■ Task to complete:
The line containing "[point] every instance of the gloved" and every line after it, through the end of the records below, are to be reproduced exactly, with the pictures left out.

[Stored dataset items]
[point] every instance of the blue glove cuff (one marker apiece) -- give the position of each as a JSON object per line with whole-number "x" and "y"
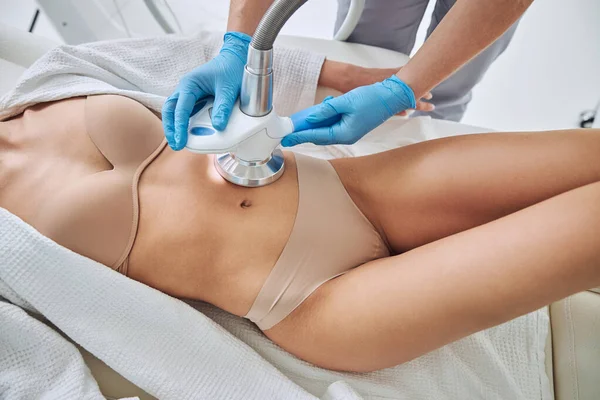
{"x": 397, "y": 84}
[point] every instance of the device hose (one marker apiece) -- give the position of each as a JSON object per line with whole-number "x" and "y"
{"x": 272, "y": 22}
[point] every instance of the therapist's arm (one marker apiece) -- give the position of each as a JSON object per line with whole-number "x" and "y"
{"x": 467, "y": 29}
{"x": 244, "y": 15}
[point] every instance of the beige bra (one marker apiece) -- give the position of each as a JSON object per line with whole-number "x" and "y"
{"x": 98, "y": 216}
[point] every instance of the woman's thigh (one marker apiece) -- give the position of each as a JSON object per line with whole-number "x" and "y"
{"x": 392, "y": 310}
{"x": 420, "y": 193}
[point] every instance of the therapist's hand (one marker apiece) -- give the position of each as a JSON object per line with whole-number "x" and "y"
{"x": 221, "y": 77}
{"x": 361, "y": 110}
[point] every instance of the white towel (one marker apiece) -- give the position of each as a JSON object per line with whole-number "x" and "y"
{"x": 171, "y": 350}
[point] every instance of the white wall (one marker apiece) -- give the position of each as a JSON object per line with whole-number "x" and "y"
{"x": 548, "y": 75}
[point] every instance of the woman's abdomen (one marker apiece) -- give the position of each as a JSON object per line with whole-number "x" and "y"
{"x": 203, "y": 238}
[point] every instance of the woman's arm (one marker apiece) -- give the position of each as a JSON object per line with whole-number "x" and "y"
{"x": 468, "y": 28}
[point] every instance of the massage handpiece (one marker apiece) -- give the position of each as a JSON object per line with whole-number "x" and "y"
{"x": 247, "y": 153}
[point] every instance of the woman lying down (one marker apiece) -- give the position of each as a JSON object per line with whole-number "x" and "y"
{"x": 352, "y": 264}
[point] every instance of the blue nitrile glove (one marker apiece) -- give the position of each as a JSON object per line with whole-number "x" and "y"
{"x": 361, "y": 110}
{"x": 220, "y": 77}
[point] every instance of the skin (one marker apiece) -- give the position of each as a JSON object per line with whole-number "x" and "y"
{"x": 468, "y": 28}
{"x": 485, "y": 228}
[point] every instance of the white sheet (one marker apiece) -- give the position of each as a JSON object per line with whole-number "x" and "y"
{"x": 171, "y": 350}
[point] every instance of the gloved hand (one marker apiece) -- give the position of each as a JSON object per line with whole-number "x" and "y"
{"x": 361, "y": 109}
{"x": 221, "y": 77}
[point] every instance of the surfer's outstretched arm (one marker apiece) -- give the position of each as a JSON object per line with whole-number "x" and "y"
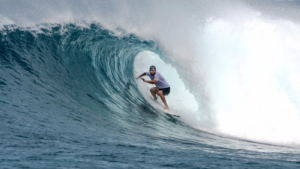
{"x": 144, "y": 74}
{"x": 149, "y": 81}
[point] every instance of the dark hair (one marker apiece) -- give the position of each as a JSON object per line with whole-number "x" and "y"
{"x": 152, "y": 67}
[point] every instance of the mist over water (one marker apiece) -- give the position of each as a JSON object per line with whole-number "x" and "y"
{"x": 236, "y": 63}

■ Your response:
[point] every instance of the gloved hand (one marker apiece) -- give the position of each as a JSON object per line with whole-number "x" and "y"
{"x": 361, "y": 109}
{"x": 221, "y": 77}
[point] every instance of the surfer's outstretched arm (one marker apiece) -- give the position of each as a JSON object per line with whole-number "x" and "y"
{"x": 144, "y": 74}
{"x": 149, "y": 81}
[point] every instance of the dark hair (one marker apiece) -- give the position of each as a JSON object per line with whole-number "x" and "y"
{"x": 152, "y": 67}
[point] every instance of the mist over water (one marker apiece) -- give the position of each as a JSON object per line with whole-number "x" and "y"
{"x": 236, "y": 63}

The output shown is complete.